Keisha is clear that the Black tradition at HU is a priority to her and provides a role and a function in the social order and cultural universe of HU students. The drastic change that the Pikes would precipitate would be deleterious for HU traditions, and would be-smudge or negatively alter them at the least, and destroy them at the most.

Another student named "David" stated, "I hate them, the Pikes. I hate them for coming here. They have no business being here, they don't understand our culture or our traditions. They will only serve to change or destroy that. They're only going to devour what is left of our way of life." David's intellectual aggression stems from several sources. First of all, the Campus Conventionist logic is easily offended. Anything outside of tradition is wrong. Second, many of the Campus Conventionists interviewed arranged their traditionalism in a hierarchy. That is, when pushed further on the matter, they spoke of the necessity to keep HU free from aspects other than Greek life. A great deal of the culture of Campus Conventionalist logic is concerned with power. The substance of the traditionalist belief system is hierarchical: the Black church must be respected, the Black family must remain nuclear, and so on. Everyone has a "proper place" and must stick to it. Yet, unlike the political program of the New Right, the Campus Conventionalist logic is firmly resistive of many mainstream logics and political platforms.

Third, it is this hierarchical logic that enables the Campus Conventionalists to see attacks on HU's traditional Black system from every direction. As another HU student named "Akil" stated,
 I don't have anything against Pi Kappa Alpha per se, they just don't
 belong here. Howard is for us. We need it, they don't. They will
 change us, even if they don't mean to, and it's our tradition and
 culture that has made Howard significant and meaningful to us. How
 can they understand that? [He laughs] I mean, even if they are all
 Black, they are not going to embrace Black tradition [his emphasis]
 and that's the danger.

The campus conventionalist's conception of HU has political resonance because it speaks to deeply held beliefs about what HU stands for in the face of racism. Furthermore, it recalls a tradition of resistance to White racism that educational institutions like HU have enacted. Thus, a form of romantic nostalgia plays a central role in the Campus Conventionalists' logic. They look back to a time and place in which the attempt to gain Black access to education was constantly under duress, thus, they have a rational need to defend that access. The worldview is a kind of masked conservative ideology that attempts to restore traditional raced patterns of resistance and separation in order to protect their subcultural social order.

▶ [Exercise tasks]
• a. Sum up the passage on HU's Campus Conventionalists in two sentences.
• b. From the passage on HU's Campus Conventionalists, extract everything from "The campus conventionalist's" down to "subcultural social order.", word for word.
The material after this passage stands apart from it.

▶ [Data provided]
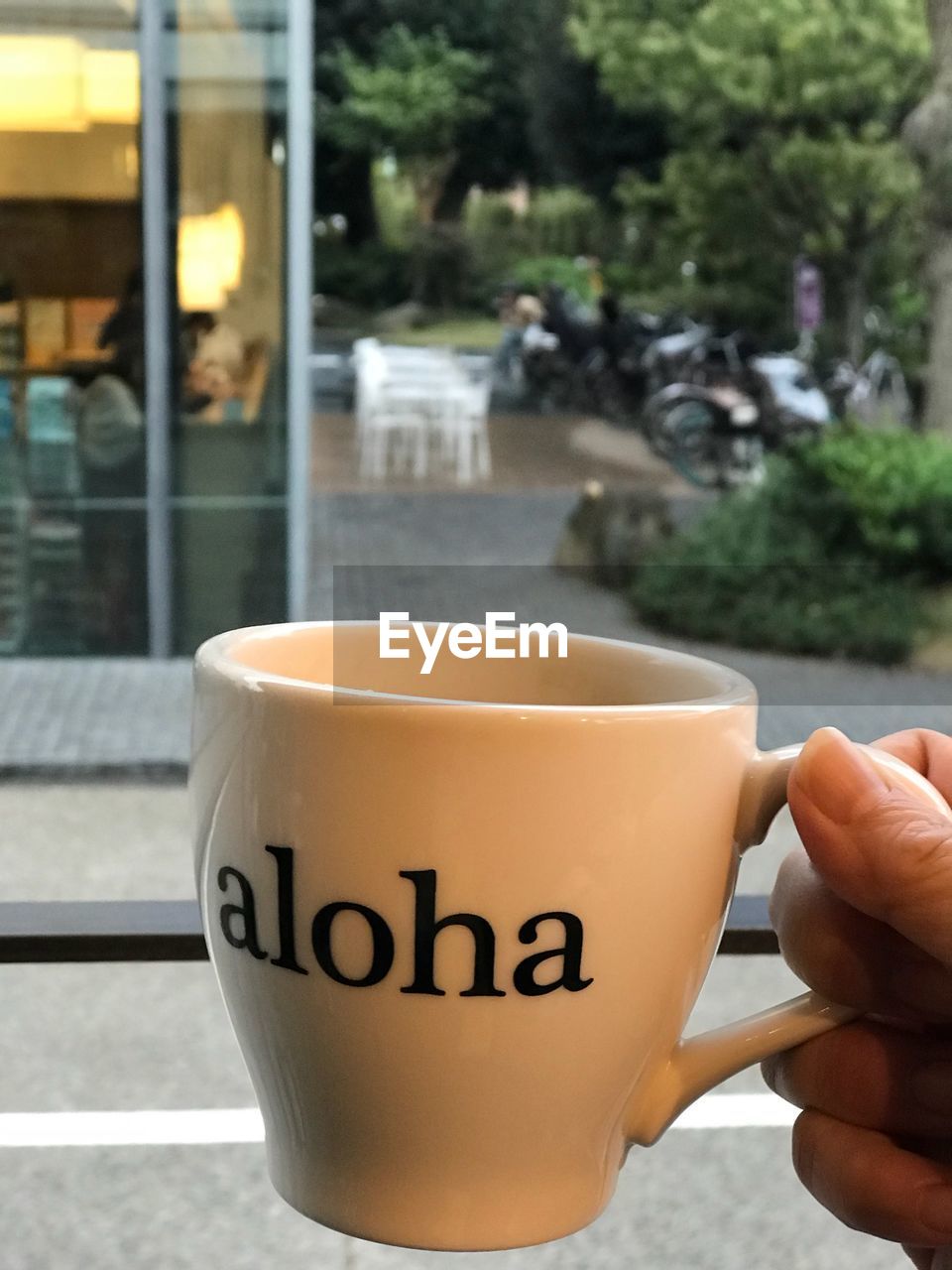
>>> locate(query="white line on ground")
[0,1093,797,1148]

▶ [Outputs for the tasks]
• a. HU students such as Keisha, David and Akil treat HU's Black traditions as a priority and fear that the Pikes will change or destroy them, and the Campus Conventionalist logic behind this view is hierarchical, easily offended by anything outside tradition and concerned with power. This view draws on romantic nostalgia for HU's history of resistance to White racism, and it works as a masked conservative ideology that seeks to protect the students' subcultural social order.

• b.
The campus conventionalist's conception of HU has political resonance because it speaks to deeply held beliefs about what HU stands for in the face of racism. Furthermore, it recalls a tradition of resistance to White racism that educational institutions like HU have enacted. Thus, a form of romantic nostalgia plays a central role in the Campus Conventionalists' logic. They look back to a time and place in which the attempt to gain Black access to education was constantly under duress, thus, they have a rational need to defend that access. The worldview is a kind of masked conservative ideology that attempts to restore traditional raced patterns of resistance and separation in order to protect their subcultural social order.